BEGIN Text provided

For years, gossip, conjecture, and conspiracy theories have made its rounds in the lottery process, many times crying foul play for picks that just seemed too fishy to be true. While it may be preposterous to propose that there is essentially anything suspicious going on in the NBA pecking order, it doesn’t mean that a closer look shouldn’t be the order of the day. At least, let’s humor the people who don’t believe in the conspiracy theories.
The lottery system was introduced to the NBA in 1985. Quickly after, notions of conspiracy followed. In fact, the year when Patrick Ewing, fresh from Georgetown University was the first lottery pick for the New York Knicks using an envelope system, it caused outrage in the league. Fans who detested the Knicks felt that it smelt of foul play. Many accused David Stern and the NBA accountant of fixing that lottery draft to make sure that that the struggling team in the largest market got the best player added to their franchise. During Patrick Ewing’s lottery pick, the card pulled from the spinning glass bowl was subject to debate. Some think that the corner of that envelope was bent to clue in the draft official which envelope to pick.

END Text provided
BEGIN Source data

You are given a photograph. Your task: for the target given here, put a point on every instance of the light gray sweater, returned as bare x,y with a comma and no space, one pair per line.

END Source data

## Instruction A
In what year does the text on the NBA draft lottery say the lottery system was introduced?
## Instruction B
From the NBA draft lottery text, list every distinct name of a person, team, university, or league, giving each one once.

## Right answer A
1985

## Right answer B
- NBA
- Patrick Ewing
- Georgetown University
- New York Knicks
- David Stern